╭─ Text
# Violinist quiz II



## oisfetz

OK, first quiz ended. I propose another one for your pastime

1) Czech old virtuoso violinist very few remembers now. He made some weird arrangements and phantasies. One of them on Strauss' waltzes from Der Rosenkavalier
2) Who made the very first recordings of Paganini's caprices (with piano)
3) Third place on a very famous violin contest. He form a string quartet during
the 50s and 60s., all 4 players using rare valuable instruments.
4) Spanish violinist famous in the 30s and 40s. He left some short pieces. Manuel must
know his surname.
5) Who made the very first recording on Bach's 2 violins concerto? (with a string quartet)


----------



## Manuel

4. Joan Manen? I'm not even sure if he was spanish. I have the idea that he wrote a Spanish Concerto, or similar. But we also know Lalo composed a Spanish Symphony, and Collet a Concierto Flamenco (Perhaps they didn't really know they were french themselves).


----------



## oisfetz

No mai dier. I've de Concierto Flamenco (a real caca) and Joan Manen spanish
concerto (Beautiful obra), and of cors Lalo's Sinfonía Española (creo que 6 o 7 
versions).But no, I don't min Manen.I've give iu a clú,when I said that you shuld
know his apellido,because his first naim..
What's your opinion about the curious lenguage I use?.Is it amuzing or only ridiculous?


----------



## oisfetz

Iy seems there's need a little help:
1) He left some very fine recordings.One is a great version of Dvorak's v.c.
2) He is known (more or less) by his artistic name.
3) He was a scott but of polish family, and had a polish surname
4) He was also Manuel
5) Two old violinists, one very famous, the other very long lived.


----------



## Daniel

1) Frantisek Drdla?


----------



## opus67

1.Suk

need more char


----------



## Chi_townPhilly

I thought about Suk too, but could not convince myself he was sufficiently obscure enough. So... if that happens to be right, full marks to _Opus_.

I'm enjoying these quizzes, even if I'm (for the most part) hopeless at them. Maybe I should read some more Henry Roth (or Boris Schwartz) books.


----------



## opus67

Chi_town/Philly said:


> I'm enjoying these quizzes, even if I'm (for the most part) hopeless at them. Maybe I should read some more Henry Roth (or Boris Schwartz) books.


If _you're_ hopeless, then I guess I shouldn't even be taking a stab at the Q's.   I could use some book recommendations, though (books for the layman, that is).

I like anything that enriches knowledge, and I like the violin, so many thanks to oisfetz.


----------



## Manuel

oisfetz said:


> Iy seems there's need a little help:
> 1) He left some very fine recordings.One is a great version of Dvorak's v.c.
> 2) He is known (more or less) by his artistic name.
> 3) He was a scott but of polish family, and had a polish surname
> 4) He was also Manuel
> 5) Two old violinists, one very famous, the other very long lived.


Was he the dedicatee of any Ysaye solo sonata?
╰─
╭─ Data lines
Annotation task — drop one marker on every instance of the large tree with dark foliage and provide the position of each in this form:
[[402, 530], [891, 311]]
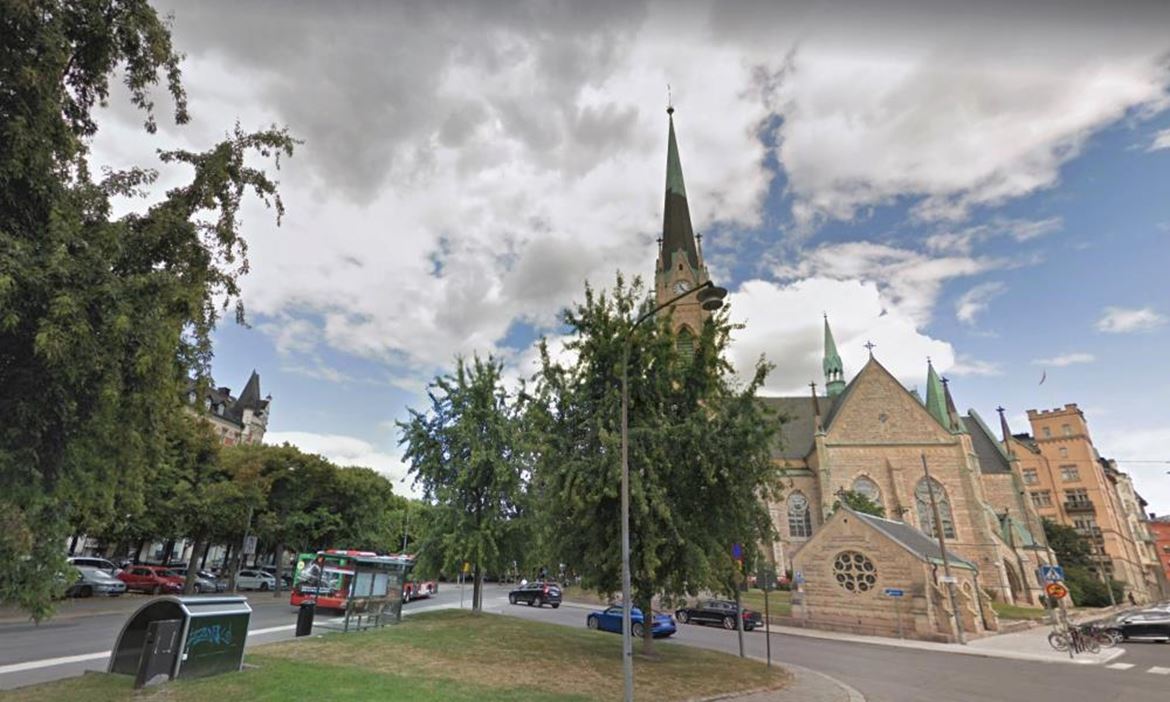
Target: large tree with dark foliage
[[700, 462], [102, 319]]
╰─
Instructions:
• 1. From the violinist quiz thread, copy the part that opens with the words containing "4) Spanish violinist" and closes with "a string quartet)".
• 2. Answer these questions from the violinist quiz thread:
(a) Which composer does Manuel say wrote a Spanish Symphony?
(b) What name does Daniel offer for question 1?
(c) Which two authors does Chi_townPhilly say he should read more books by?

Response list:
• 1.
4) Spanish violinist famous in the 30s and 40s. He left some short pieces. Manuel must
know his surname.
5) Who made the very first recording on Bach's 2 violins concerto? (with a string quartet)

• 2.
(a) Lalo
(b) Frantisek Drdla
(c) Henry Roth and Boris Schwartz